_DAFTAR TUGAS:_
A – Ganti "Bioskop" menjadi "Gedung pertunjukan" dalam teks tentang penanganan Covid-19, lalu tuliskan kembali bagiannya mulai dari "Sejak dua pekan" dan berakhir pada "Cirebon juga dibatasi.".
B – Tulis lanjutan teks tentang penanganan Covid-19 di Cirebon dan Kuningan, dimulai setelah kalimat terakhirnya.

━━━ KUTIPAN YANG DIBERIKAN ━━━

Hari ini, Pak Bupati (Acep Purnama) akan menambah jam malam untuk KWP menjadi pukul 18.00-06.00. Ruas jalan protokol yang akan ditutup juga nanti bertambah. (Susi Lusiyanti)
Pemerintah daerah diminta mengusulkan kepada menteri, yang menyelenggarakan urusan pemerintahan di bidang kesehatan, jika ingin menerapkan PSBB. Hingga Sabtu (4/4/2020), pemda di Cirebon dan Kuningan belum mengajukan kebijakan tersebut. Namun, bukan berarti pemda berdiam diri melawan penyebaran Covid-19.
Sejak dua pekan lalu, pemda di Kuningan dan Cirebon mulai meliburkan kegiatan belajar-mengajar di sekolah dan kampus. Bioskop, mal, dan tempat hiburan juga diminta tidak beroperasi. Jam operasi pasar di Kota Cirebon juga dibatasi.

━━━ MATERI YANG DIAMBIL ━━━

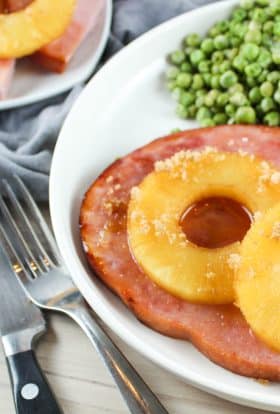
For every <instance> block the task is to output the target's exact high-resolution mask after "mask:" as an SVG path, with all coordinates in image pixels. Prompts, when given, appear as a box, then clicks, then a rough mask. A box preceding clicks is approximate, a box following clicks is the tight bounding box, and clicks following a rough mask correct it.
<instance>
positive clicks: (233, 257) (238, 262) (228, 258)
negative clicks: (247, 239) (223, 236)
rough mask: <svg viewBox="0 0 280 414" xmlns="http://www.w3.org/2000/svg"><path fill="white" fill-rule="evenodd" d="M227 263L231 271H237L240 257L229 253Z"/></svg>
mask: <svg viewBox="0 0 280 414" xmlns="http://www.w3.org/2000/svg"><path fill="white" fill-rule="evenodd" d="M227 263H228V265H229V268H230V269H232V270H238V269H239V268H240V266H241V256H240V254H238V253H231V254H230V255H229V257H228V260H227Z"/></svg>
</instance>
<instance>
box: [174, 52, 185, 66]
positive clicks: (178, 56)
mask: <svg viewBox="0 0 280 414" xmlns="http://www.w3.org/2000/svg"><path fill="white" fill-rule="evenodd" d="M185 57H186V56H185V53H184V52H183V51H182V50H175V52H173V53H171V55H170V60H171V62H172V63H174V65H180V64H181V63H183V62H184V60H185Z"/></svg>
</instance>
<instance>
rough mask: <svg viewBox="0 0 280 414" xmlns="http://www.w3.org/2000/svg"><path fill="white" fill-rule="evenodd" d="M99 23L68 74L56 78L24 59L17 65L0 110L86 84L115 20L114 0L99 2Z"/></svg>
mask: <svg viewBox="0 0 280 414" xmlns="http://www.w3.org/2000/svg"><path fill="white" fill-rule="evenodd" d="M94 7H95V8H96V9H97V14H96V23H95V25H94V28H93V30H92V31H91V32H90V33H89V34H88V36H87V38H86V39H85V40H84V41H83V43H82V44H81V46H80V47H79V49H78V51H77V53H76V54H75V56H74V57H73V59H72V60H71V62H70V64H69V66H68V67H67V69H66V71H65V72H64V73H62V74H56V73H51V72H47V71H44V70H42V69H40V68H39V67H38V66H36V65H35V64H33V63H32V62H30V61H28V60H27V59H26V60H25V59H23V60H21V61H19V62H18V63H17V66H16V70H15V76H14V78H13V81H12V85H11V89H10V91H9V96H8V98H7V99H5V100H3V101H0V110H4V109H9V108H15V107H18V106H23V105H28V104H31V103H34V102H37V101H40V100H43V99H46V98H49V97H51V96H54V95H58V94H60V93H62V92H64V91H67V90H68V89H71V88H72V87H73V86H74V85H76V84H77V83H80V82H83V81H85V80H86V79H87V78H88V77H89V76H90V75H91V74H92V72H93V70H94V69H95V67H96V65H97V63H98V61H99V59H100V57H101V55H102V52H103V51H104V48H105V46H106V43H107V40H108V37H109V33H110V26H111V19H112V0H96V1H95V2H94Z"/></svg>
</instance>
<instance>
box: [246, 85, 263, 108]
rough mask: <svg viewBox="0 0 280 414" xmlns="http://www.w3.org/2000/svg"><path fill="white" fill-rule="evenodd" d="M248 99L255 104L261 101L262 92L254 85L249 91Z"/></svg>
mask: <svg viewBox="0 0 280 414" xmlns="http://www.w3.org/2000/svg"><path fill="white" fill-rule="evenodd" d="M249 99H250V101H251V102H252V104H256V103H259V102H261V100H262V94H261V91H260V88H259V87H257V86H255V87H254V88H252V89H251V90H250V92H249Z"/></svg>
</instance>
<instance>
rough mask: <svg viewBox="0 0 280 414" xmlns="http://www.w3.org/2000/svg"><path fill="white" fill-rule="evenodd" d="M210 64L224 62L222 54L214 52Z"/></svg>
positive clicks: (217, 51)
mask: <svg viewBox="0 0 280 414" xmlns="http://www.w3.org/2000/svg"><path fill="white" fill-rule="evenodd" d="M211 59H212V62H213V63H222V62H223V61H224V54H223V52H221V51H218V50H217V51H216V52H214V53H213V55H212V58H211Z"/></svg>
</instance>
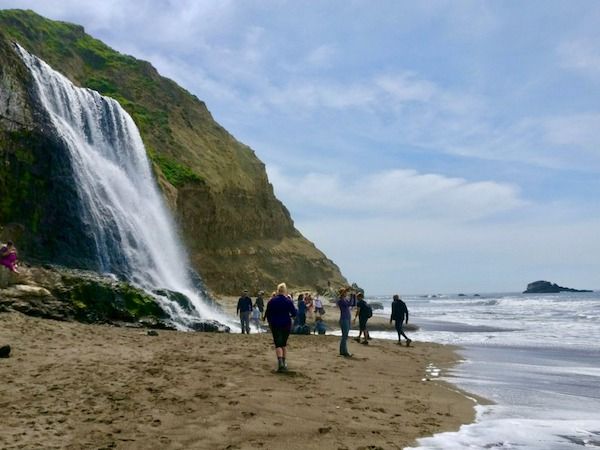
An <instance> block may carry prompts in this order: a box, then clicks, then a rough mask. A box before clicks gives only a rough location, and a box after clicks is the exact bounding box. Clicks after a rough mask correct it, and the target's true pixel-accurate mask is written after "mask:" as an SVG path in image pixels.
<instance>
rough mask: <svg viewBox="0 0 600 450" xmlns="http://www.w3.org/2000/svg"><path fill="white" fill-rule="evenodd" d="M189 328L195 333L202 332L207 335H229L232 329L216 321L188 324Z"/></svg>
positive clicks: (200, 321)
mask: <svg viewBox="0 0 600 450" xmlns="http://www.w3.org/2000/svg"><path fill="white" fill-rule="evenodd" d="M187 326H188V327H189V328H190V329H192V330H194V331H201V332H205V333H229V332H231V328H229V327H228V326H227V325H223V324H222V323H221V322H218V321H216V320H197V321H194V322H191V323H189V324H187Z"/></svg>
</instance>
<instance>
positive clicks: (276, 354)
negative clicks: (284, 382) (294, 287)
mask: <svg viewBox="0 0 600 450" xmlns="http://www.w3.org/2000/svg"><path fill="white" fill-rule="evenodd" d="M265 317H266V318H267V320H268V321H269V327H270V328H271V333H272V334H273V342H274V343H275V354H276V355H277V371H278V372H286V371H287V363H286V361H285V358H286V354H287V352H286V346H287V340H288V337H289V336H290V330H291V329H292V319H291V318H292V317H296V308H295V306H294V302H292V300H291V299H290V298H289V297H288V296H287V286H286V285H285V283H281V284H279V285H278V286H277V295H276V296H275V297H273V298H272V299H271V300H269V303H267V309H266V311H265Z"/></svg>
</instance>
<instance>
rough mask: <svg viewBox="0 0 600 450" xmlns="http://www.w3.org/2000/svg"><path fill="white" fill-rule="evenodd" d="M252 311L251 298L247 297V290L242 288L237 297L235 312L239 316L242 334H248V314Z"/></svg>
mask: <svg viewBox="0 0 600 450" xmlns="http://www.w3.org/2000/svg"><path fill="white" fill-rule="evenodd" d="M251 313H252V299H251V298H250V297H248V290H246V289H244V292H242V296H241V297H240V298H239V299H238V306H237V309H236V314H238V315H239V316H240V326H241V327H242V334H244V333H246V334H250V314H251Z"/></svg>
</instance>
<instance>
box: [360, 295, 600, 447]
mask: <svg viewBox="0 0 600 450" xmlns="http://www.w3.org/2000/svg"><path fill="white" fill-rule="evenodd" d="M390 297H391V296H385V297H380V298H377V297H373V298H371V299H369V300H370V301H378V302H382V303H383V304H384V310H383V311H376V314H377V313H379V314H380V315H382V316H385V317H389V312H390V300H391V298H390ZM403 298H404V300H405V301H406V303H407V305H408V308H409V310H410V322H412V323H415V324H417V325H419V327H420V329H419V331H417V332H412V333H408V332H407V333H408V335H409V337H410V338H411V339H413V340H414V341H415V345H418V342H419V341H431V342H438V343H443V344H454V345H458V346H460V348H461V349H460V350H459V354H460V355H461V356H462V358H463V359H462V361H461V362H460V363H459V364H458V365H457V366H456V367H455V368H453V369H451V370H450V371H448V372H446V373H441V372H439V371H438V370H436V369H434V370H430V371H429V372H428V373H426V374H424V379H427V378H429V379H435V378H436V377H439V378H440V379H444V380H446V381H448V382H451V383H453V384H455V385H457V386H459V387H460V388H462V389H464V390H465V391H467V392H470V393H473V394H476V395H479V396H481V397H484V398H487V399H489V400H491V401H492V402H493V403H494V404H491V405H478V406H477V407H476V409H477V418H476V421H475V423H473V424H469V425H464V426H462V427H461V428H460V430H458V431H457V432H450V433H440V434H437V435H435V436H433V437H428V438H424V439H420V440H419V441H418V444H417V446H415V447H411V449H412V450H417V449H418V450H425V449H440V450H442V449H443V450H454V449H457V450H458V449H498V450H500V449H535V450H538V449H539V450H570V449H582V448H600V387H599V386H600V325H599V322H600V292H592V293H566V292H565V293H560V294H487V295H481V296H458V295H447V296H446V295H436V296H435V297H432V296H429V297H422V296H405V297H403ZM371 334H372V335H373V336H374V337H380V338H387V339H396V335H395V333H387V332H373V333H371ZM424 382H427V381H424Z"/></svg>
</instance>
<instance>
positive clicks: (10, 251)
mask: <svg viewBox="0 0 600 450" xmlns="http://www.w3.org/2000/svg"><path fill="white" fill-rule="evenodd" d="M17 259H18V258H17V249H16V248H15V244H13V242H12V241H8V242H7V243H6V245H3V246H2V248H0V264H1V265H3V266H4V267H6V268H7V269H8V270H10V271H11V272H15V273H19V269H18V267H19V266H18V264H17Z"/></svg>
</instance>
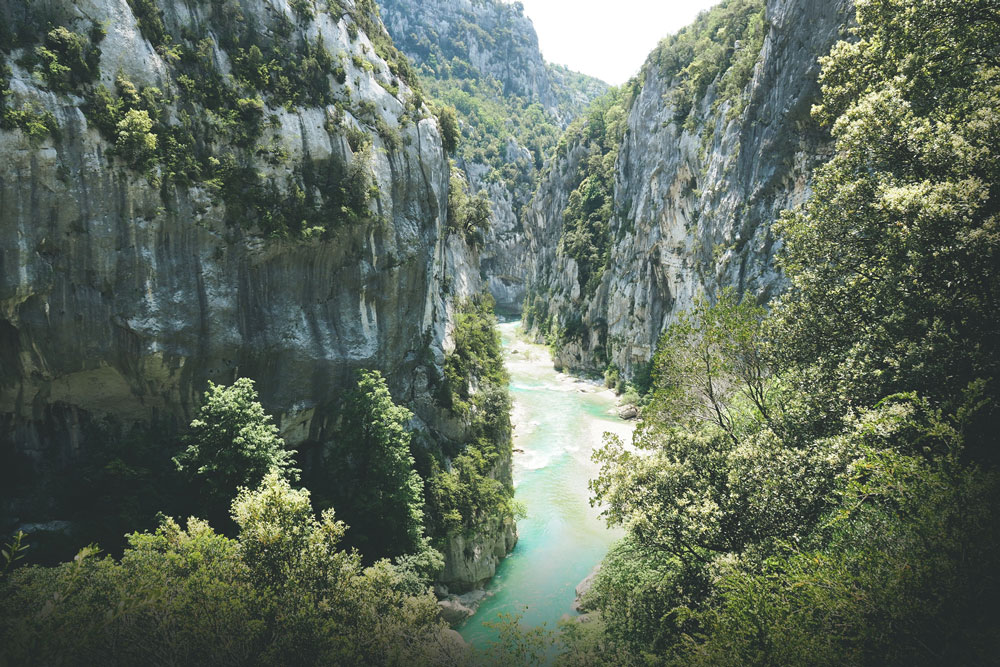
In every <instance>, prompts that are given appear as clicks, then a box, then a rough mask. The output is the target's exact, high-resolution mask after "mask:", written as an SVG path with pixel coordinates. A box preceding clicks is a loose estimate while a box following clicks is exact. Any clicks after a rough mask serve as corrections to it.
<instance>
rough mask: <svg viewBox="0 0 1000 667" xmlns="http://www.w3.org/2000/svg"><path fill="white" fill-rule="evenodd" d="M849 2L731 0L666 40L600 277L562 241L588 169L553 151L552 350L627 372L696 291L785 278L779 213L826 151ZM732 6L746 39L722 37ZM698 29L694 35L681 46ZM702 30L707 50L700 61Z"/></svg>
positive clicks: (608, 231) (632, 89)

━━━

_HASIL:_
A –
Sejak dua pekan lalu, pemda di Kuningan dan Cirebon mulai meliburkan kegiatan belajar-mengajar di sekolah dan kampus. Gedung pertunjukan, mal, dan tempat hiburan juga diminta tidak beroperasi. Jam operasi pasar di Kota Cirebon juga dibatasi.

B –
Bahkan, berdasarkan Surat Edaran Bupati Kuningan Nomor 443.1/1095/BPBD tentang Pelaksanaan Karantina Wilayah Parsial (KWP) di Kabupaten Kuningan, seluruh akses keluar-masuk desa/kelurahan dan beberapa ruas jalan protokol ditutup pukul 20.00-06.00. Ruas tersebut ialah pertigaan Cirendang-Taman Kota- perempatan pasar darurat di Jalan Veteran.
Kebijakan itu berlaku mulai Rabu (1/4/2020) hingga waktu yang belum ditentukan. ”Hari ini, Pak Bupati (Acep Purnama) akan menambah jam malam untuk KWP menjadi pukul 18.00-06.00. Ruas jalan protokol yang akan ditutup juga nanti bertambah,” ujar Kepala Dinas Kesehatan Kabupaten Kuningan Susi Lusiyanti.
Tidak mengikat
Pemberlakuan tersebut tidak mengikat penjual kebutuhan pokok, angkutan logistik, bahan bakar minyak, air dalam kemasan, serta pelaku pasar tradisional atau modern. Ketentuan itu juga tidak berlaku bagi tenaga medis, farmasi, dan sukarelawan Covid-19. Jika ada kebutuhan mendesak, warga akan dikawal petugas untuk melintasi daerah tersebut.
Menurut Susi, KWP hanya membatasi mobilitas warga di sejumlah ruas jalan dan tingkat desa. Ini berbeda dengan PSBB yang membatasi kegiatan warga dalam skala kabupaten/kota, bahkan provinsi dengan memperhatikan pemenuhan kebutuhan dasar masyarakat.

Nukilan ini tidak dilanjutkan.